Records:
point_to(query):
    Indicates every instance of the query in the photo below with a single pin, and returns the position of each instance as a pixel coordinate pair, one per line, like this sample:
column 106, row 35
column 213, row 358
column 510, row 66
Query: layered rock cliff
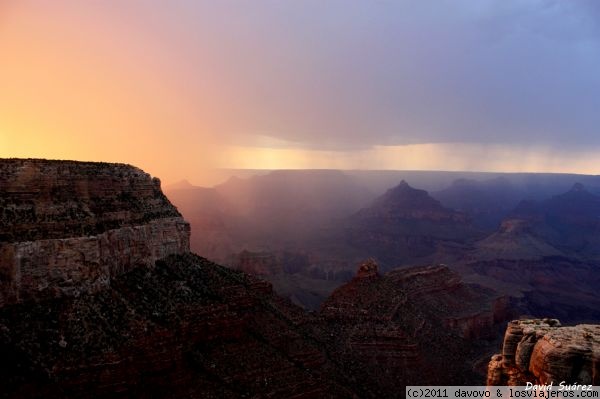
column 541, row 351
column 68, row 228
column 101, row 298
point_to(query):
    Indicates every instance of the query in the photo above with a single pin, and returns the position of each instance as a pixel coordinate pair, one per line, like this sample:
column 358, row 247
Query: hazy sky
column 179, row 87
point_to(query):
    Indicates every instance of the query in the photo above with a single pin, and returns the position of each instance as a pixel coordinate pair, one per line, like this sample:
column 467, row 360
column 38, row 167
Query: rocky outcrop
column 67, row 228
column 185, row 328
column 406, row 225
column 541, row 351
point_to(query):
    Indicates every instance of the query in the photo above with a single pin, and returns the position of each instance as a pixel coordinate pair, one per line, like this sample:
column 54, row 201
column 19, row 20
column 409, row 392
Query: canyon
column 101, row 296
column 541, row 351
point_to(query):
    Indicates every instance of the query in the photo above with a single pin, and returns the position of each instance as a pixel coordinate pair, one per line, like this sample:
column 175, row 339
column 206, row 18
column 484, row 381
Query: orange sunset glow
column 180, row 90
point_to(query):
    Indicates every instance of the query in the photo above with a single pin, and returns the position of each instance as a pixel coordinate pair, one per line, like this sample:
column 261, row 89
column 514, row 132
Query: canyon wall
column 541, row 351
column 67, row 228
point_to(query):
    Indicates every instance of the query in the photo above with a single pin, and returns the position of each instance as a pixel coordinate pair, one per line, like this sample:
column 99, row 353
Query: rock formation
column 400, row 327
column 68, row 228
column 541, row 351
column 100, row 297
column 406, row 225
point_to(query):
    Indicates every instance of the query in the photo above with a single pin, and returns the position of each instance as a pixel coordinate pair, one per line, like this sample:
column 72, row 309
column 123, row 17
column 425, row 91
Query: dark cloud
column 352, row 74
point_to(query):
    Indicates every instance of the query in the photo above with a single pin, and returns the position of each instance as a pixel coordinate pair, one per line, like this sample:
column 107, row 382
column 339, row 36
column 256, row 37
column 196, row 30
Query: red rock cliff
column 68, row 228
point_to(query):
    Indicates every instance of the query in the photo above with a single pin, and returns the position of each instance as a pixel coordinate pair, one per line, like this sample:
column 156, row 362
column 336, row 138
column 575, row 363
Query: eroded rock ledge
column 67, row 228
column 541, row 351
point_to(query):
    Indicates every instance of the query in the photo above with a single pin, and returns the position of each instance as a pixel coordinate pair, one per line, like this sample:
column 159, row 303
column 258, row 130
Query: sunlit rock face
column 67, row 228
column 541, row 351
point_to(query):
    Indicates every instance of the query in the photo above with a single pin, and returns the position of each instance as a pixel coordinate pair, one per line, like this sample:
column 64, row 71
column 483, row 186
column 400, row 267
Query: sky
column 182, row 87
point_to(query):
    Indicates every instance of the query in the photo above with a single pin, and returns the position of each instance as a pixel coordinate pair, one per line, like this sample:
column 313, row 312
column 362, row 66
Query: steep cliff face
column 100, row 297
column 406, row 226
column 541, row 351
column 68, row 228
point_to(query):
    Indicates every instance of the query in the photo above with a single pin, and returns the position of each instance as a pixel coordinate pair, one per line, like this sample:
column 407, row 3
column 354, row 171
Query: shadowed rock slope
column 541, row 351
column 184, row 328
column 419, row 324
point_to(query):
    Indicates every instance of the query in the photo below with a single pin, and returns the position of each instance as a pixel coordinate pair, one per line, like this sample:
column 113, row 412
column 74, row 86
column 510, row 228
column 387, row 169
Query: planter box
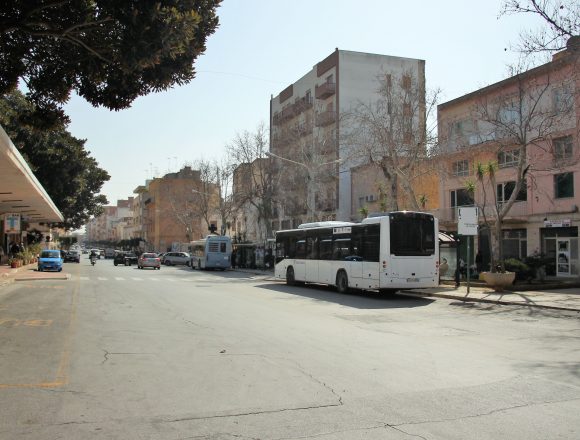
column 499, row 281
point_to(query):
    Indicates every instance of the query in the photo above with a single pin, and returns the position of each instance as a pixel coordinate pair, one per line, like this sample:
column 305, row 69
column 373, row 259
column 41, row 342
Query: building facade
column 309, row 136
column 528, row 126
column 179, row 208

Task description:
Change "layered rock cliff" to "sandstone cliff" in the items, starting at the beginning and stopping after the line that has "column 101, row 298". Write out those lines with nothing else altered, and leave the pictures out.

Task answer:
point_to(query):
    Indicates every instance of the query in the photo below with a single pin, and returns the position of each instance as a pixel coordinate pair, one per line, like this sample:
column 106, row 35
column 213, row 358
column 510, row 66
Query: sandstone cliff
column 541, row 351
column 68, row 228
column 101, row 298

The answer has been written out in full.